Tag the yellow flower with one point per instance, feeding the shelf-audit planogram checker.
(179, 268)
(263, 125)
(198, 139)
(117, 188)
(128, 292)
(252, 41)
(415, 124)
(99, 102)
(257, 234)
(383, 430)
· · · ·
Could you return the complete set of entries exactly?

Tag the yellow flower with one point per instance, feeding the shelf-audit planogram checker.
(179, 268)
(263, 125)
(198, 139)
(117, 188)
(128, 292)
(252, 41)
(415, 124)
(99, 102)
(257, 234)
(383, 430)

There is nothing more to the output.